Material provided:
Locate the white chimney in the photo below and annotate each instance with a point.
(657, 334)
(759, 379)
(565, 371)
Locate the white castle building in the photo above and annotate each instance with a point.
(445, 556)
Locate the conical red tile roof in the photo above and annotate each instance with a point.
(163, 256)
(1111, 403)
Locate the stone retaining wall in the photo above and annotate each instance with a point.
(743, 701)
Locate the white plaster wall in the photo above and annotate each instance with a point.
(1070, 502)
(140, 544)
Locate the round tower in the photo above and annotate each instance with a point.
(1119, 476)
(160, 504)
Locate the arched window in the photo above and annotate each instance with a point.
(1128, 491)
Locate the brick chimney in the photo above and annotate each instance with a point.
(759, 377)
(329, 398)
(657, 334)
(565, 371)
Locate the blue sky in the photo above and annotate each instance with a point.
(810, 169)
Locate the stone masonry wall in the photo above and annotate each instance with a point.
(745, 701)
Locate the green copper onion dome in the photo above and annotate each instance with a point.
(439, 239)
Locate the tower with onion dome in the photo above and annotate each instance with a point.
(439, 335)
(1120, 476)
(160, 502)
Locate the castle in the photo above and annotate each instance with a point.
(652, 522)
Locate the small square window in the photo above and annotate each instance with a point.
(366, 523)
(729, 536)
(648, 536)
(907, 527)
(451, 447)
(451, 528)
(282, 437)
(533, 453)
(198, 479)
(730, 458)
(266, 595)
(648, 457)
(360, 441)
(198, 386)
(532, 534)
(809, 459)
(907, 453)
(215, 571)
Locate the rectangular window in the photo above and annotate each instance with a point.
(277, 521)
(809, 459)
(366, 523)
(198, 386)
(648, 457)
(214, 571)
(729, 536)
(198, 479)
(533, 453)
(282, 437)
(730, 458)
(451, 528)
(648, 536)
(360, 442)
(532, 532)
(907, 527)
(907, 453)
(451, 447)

Work to complete:
Turn all the data above into a JSON list of strings, with one string for each line and no blank lines.

Output:
[
  "Locate the white chimney in the photo below and annotate each instance with a point.",
  "(657, 334)",
  "(759, 379)",
  "(565, 371)",
  "Locate the white castle building in the photo above and annotate each instance with a point.",
  "(445, 556)",
  "Locate the conical red tile roof in the photo above and annotate each instance with a point.",
  "(163, 256)",
  "(1111, 403)",
  "Locate the stone retaining wall in the photo above and annotate each instance with a point.",
  "(743, 701)",
  "Locate the white plaster wall in the photo above and annotate each instance with a point.",
  "(1070, 502)",
  "(140, 544)",
  "Locate the round tower in the photo above and annotate each instance with a point.",
  "(1119, 476)",
  "(160, 504)",
  "Locate the arched window in the photo above and annotate each instance with a point.",
  "(1128, 491)",
  "Locate the brick chimney in the photo above and annotate each instance with a point.",
  "(759, 377)",
  "(329, 398)",
  "(657, 334)",
  "(565, 371)",
  "Locate the blue sky in the photo above and annotate each instance with a point.",
  "(810, 169)",
  "Locate the stone masonry wall in the photo above and annotate each instance with a point.",
  "(745, 701)",
  "Locate the green copper onion dome in the photo above and annotate each instance with a point.",
  "(439, 239)",
  "Locate the tower with onion dome in the photo above and annotate each instance with a point.",
  "(439, 335)",
  "(1120, 476)",
  "(160, 502)",
  "Locate the castle in the photo above and annotate each instance with a point.",
  "(652, 522)",
  "Locate the small square window in the photo above and annotate each instance with a point.",
  "(366, 523)",
  "(729, 536)",
  "(648, 536)",
  "(907, 527)",
  "(451, 447)",
  "(451, 528)",
  "(282, 437)",
  "(533, 453)",
  "(198, 479)",
  "(730, 458)",
  "(266, 595)",
  "(648, 457)",
  "(360, 441)",
  "(198, 386)",
  "(532, 534)",
  "(809, 459)",
  "(907, 453)",
  "(215, 571)",
  "Locate the rectangular window in the photo above and annotate each instance with a point.",
  "(277, 521)",
  "(809, 459)",
  "(366, 523)",
  "(198, 386)",
  "(648, 457)",
  "(214, 571)",
  "(729, 536)",
  "(198, 479)",
  "(533, 453)",
  "(282, 437)",
  "(730, 458)",
  "(451, 528)",
  "(648, 536)",
  "(360, 442)",
  "(532, 532)",
  "(907, 527)",
  "(907, 453)",
  "(451, 447)"
]